Requirement
Show each line of the records below that contains the word "distant". Case counts.

>> BEGIN Records provided

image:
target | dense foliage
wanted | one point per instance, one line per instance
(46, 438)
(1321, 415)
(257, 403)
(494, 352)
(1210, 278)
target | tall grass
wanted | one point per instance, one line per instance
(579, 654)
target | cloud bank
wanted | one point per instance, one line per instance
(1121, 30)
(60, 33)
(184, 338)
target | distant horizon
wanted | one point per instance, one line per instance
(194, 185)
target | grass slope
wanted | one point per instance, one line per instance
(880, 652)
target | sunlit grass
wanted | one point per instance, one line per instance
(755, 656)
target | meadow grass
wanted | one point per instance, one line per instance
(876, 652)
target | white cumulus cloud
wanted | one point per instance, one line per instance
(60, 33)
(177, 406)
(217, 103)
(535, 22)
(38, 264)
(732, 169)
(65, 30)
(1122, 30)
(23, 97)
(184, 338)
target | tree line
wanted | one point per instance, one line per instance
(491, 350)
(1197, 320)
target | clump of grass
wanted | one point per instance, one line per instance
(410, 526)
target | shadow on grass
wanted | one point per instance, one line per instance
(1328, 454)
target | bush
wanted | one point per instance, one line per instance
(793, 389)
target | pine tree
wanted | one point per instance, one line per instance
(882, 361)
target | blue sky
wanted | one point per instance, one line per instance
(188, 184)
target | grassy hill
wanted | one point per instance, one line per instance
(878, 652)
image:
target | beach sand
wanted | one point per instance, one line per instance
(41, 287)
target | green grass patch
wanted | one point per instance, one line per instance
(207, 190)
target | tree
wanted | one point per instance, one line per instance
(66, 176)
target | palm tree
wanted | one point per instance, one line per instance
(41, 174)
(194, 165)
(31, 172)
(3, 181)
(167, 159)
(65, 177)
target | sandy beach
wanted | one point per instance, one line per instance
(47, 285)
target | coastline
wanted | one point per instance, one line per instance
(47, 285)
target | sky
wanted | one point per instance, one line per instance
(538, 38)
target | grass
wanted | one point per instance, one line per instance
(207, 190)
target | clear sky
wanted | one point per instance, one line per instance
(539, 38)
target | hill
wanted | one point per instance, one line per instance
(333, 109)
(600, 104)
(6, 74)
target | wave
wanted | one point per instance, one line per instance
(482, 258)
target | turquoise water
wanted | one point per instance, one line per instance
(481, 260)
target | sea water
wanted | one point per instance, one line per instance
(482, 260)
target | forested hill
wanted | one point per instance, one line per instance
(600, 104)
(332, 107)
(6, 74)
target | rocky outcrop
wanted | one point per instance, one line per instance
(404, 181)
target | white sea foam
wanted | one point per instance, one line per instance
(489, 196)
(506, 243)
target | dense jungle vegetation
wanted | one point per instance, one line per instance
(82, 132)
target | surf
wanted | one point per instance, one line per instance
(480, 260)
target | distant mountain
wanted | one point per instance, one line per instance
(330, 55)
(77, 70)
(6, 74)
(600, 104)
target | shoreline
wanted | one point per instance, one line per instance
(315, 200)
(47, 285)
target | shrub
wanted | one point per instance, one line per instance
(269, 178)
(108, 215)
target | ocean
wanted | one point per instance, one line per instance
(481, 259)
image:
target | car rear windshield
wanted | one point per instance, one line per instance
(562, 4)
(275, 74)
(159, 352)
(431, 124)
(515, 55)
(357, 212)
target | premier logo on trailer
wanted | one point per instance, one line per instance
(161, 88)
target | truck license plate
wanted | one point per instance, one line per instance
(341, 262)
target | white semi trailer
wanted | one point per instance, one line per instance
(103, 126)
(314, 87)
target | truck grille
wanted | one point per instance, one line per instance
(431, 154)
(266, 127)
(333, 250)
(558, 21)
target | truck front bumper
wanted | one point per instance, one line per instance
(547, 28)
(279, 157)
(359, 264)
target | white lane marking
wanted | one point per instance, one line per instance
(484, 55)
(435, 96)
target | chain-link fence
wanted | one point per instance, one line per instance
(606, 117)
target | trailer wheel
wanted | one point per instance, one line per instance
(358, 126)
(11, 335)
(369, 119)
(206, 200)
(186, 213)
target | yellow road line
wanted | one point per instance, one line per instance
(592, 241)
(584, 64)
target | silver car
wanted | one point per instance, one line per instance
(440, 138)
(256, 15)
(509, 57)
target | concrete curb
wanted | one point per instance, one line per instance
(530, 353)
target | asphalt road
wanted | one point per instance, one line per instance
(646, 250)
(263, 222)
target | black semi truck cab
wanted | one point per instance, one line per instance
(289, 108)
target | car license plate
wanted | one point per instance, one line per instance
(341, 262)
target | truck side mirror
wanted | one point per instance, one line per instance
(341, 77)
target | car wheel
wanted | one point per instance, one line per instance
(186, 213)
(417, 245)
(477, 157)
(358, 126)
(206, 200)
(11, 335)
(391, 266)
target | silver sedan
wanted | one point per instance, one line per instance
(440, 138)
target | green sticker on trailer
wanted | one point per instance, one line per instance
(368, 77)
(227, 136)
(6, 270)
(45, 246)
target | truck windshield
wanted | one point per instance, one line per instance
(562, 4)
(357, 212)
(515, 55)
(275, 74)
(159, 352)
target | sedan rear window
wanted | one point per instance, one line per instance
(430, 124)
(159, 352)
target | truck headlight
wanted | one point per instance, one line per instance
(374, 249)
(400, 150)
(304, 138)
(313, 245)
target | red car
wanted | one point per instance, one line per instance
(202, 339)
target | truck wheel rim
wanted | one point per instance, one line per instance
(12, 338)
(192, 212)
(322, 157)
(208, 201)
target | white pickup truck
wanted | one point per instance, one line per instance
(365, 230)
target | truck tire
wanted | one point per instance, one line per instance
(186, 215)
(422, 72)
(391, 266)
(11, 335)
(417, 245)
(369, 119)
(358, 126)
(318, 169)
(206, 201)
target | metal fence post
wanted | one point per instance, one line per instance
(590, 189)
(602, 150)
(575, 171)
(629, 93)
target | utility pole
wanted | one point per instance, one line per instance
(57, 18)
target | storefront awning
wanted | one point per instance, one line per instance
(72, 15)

>> END Records provided
>> BEGIN Records provided

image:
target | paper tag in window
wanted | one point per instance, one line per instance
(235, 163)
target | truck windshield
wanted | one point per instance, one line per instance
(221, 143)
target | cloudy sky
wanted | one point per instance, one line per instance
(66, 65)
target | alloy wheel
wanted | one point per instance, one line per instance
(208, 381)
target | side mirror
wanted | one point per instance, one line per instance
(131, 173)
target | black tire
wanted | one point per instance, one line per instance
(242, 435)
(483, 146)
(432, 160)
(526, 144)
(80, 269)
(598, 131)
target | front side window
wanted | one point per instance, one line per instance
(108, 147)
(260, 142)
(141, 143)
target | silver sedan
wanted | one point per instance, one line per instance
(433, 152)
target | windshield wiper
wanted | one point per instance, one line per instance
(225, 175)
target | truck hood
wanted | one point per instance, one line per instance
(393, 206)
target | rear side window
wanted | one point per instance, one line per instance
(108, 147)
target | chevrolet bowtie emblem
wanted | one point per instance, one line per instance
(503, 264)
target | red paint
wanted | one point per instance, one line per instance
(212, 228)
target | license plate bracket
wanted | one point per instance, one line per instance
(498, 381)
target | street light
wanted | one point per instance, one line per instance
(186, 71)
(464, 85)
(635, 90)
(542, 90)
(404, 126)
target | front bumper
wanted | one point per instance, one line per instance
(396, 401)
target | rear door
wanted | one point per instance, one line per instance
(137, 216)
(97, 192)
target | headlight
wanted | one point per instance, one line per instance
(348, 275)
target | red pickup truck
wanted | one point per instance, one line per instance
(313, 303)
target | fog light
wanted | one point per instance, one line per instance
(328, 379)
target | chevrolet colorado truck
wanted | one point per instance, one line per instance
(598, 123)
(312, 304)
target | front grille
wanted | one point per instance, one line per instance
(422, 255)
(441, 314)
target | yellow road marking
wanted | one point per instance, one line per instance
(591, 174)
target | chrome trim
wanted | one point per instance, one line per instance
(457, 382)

>> END Records provided

Solution
target | distant horizon
target | distant mountain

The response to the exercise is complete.